> _Extrait_:
════════════════

Exploit étonnant que celui d'Abram,
car c'est en faveur des habitants de Sodome et de
Lot que le patriarche a tiré le
glaive ! Il n'ignorait point que les habitants
de la contrée de Siddim étaient les
êtres les plus corrompus. Il lui eût
été aisé de déclarer
que l'invasion qui avait fondu sur eux était
le juste châtiment de leurs crimes. Parlant
ainsi il ne se fût nullement trompé.
Mais Abram avait mieux à faire que de
dénoncer la vengeance divine. Il laissa le
jugement à Dieu et s'occupa de
réparer le désastre. L'enfant de Dieu
aime plutôt à bénir qu'à
maudire. Et nous avons, sous ce rapport, je le
crains, beaucoup à apprendre.
Vous entendez dire qu'un train de plaisir,
mis en mouvement le dimanche, a
déraillé ; aussitôt de
vous écrier : « Le doigt de
Dieu est là. Dieu a voulu punir les
profanateurs de son saint jour ! »
Un théâtre brûle, l'incendie
fait de nombreuses victimes ; un grand nombre
de chrétiens ne feront d'autre commentaire
sur l'événement que celui-ci :
« Dieu a parlé dans sa
colère. On ne se joue pas de
Dieu. » Je veux qu'ils n'aient pas
entièrement tort de s'exprimer ainsi mais
n'est-il pas une seconde note aussi à faire
entendre ?
Abram savait qu'il y avait dans la
captivité des enfants de Sodome une
punition ; néanmoins, il se sent tout
d'abord pressé de leur témoigner de
la compassion. Assurément, il pense tout
d'abord à son neveu ; c'est pour son
neveu qu'il entreprend son expédition
guerrière. Mais cela même ne
prouverait-il pas la charité d'Abram ?

════════════════

> _Travail à faire_:
• a. Recopiez à l'identique le passage de l'extrait qui débute aux mots « Abram savait qu'il » et se termine après « charité d'Abram ? ».
• b. Pour chaque affirmation, indiquez par oui ou par non si elle concorde avec l'extrait, puis citez à l'identique les mots qui tranchent.
(i) Abram a pris les armes en faveur des habitants de Sodome et de Lot.
(ii) Abram ignorait la corruption des habitants de la contrée de Siddim.
(iii) Abram a dénoncé la vengeance divine.
• c. Répondez brièvement à partir de l'extrait.
(i) Quel jour le train de plaisir avait-il été mis en mouvement ?
(ii) Qu'aime l'enfant de Dieu plutôt que maudire ?
(iii) À qui Abram pense-t-il tout d'abord ?
Les enregistrements n'interviennent en rien ici.

> _Jeu d'enregistrements_:

════════════════

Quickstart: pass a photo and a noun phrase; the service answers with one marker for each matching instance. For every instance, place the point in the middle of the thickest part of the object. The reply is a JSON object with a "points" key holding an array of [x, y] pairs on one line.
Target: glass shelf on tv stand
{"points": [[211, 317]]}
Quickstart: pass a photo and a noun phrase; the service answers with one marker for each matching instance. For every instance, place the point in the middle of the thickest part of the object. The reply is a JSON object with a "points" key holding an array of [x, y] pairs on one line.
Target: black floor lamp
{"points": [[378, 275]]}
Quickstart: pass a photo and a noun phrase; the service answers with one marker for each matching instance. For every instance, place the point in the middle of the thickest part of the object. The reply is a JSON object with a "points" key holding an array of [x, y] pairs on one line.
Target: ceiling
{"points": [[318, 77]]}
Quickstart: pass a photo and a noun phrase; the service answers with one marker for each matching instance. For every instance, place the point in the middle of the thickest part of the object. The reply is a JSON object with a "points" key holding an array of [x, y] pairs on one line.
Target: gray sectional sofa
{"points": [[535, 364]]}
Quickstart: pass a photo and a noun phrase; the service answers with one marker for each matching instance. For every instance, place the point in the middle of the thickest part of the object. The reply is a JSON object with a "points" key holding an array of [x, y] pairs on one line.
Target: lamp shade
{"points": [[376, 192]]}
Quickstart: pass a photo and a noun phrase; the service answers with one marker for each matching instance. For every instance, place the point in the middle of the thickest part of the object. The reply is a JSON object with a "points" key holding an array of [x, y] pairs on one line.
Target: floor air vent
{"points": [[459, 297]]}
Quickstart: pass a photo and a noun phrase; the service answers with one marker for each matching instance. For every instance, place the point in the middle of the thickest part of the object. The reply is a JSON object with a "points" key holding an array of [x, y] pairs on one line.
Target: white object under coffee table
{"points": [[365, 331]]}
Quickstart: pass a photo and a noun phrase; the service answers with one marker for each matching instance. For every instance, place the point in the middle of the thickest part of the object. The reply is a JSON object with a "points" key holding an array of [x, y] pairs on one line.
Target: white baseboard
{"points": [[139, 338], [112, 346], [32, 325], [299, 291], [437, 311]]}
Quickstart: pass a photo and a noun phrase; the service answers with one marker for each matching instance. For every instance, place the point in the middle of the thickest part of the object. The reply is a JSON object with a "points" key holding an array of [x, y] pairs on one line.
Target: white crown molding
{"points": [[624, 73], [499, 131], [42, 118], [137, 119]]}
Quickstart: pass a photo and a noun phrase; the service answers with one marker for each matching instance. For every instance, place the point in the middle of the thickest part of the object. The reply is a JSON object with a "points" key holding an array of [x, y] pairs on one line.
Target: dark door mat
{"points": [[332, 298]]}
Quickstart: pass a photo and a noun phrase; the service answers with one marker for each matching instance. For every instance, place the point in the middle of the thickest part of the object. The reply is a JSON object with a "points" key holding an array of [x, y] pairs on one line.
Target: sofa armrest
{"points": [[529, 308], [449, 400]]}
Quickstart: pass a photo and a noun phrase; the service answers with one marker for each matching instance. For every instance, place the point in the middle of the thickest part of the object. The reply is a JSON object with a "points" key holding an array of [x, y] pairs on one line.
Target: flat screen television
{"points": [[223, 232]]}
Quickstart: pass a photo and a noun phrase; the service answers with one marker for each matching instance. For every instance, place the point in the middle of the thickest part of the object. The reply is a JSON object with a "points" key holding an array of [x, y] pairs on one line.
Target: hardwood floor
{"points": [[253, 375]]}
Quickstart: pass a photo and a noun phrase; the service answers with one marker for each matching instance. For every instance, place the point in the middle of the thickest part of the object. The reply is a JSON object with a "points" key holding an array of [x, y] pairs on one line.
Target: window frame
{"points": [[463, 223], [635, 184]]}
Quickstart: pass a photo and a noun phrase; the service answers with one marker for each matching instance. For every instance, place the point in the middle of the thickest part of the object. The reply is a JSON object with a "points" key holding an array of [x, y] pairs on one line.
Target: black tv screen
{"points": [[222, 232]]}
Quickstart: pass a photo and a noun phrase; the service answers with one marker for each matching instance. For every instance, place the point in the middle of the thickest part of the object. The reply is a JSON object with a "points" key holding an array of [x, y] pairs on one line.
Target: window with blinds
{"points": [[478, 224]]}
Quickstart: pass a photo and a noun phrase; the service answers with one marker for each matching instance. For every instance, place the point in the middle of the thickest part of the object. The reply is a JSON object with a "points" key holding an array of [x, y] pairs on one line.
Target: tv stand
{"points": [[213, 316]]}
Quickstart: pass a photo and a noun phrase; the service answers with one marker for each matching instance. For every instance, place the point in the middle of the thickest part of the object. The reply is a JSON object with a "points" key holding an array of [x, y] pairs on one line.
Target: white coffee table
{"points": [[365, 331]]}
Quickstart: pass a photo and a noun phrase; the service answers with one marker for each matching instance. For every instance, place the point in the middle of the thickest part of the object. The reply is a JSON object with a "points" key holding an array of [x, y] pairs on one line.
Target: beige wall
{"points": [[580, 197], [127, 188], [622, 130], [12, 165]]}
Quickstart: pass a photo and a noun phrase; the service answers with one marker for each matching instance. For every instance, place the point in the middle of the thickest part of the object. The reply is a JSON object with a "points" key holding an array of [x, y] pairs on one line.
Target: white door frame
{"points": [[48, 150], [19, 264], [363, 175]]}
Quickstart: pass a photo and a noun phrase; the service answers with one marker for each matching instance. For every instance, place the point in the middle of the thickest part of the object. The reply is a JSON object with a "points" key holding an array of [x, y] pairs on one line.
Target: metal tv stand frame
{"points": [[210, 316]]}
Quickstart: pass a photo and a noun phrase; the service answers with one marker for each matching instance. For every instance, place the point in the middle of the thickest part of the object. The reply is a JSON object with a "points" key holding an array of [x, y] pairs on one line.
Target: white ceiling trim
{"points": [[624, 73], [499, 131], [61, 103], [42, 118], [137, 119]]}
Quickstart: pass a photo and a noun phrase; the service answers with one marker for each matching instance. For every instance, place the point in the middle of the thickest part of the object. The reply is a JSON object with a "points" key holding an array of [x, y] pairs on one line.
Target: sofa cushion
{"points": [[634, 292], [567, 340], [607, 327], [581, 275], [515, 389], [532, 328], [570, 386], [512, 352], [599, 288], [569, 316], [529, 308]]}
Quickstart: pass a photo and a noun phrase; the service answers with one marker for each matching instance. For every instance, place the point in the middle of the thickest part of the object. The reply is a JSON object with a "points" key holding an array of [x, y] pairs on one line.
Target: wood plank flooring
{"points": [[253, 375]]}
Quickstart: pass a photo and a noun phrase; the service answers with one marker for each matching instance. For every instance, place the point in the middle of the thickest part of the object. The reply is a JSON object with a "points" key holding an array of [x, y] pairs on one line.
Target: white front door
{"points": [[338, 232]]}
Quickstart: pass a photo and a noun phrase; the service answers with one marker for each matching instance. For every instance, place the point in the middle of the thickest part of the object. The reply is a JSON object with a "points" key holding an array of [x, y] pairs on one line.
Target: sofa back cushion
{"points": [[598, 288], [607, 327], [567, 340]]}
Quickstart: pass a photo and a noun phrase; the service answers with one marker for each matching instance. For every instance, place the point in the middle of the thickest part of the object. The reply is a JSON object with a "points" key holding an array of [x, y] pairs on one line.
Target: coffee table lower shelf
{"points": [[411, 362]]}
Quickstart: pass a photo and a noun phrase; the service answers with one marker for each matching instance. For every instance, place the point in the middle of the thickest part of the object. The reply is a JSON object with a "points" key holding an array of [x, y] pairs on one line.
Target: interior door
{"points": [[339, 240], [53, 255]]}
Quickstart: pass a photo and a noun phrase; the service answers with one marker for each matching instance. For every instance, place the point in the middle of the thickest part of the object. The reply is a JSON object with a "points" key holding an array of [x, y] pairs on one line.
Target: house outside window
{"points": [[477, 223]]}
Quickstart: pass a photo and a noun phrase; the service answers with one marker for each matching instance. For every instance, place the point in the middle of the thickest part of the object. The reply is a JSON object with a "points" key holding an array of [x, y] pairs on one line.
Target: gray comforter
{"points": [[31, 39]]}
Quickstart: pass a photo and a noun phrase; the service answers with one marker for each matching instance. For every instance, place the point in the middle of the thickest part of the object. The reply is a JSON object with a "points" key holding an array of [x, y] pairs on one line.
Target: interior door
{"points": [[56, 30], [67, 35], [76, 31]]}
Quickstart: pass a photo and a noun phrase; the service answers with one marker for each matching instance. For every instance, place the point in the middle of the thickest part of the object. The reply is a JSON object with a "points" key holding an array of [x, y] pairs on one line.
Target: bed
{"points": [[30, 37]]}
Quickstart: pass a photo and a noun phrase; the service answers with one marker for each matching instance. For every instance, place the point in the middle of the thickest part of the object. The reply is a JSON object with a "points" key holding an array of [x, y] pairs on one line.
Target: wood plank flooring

════════════════

> _Résultats dans l'ordre_:
• a.
Abram savait qu'il y avait dans la
captivité des enfants de Sodome une
punition ; néanmoins, il se sent tout
d'abord pressé de leur témoigner de
la compassion. Assurément, il pense tout
d'abord à son neveu ; c'est pour son
neveu qu'il entreprend son expédition
guerrière. Mais cela même ne
prouverait-il pas la charité d'Abram ?

• b.
(i) Oui : « c'est en faveur des habitants de Sodome et de Lot que le patriarche a tiré le glaive »
(ii) Non : « Il n'ignorait point que les habitants de la contrée de Siddim étaient les êtres les plus corrompus »
(iii) Non : « Il laissa le jugement à Dieu et s'occupa de réparer le désastre »

• c.
(i) Le dimanche.
(ii) Bénir.
(iii) À son neveu.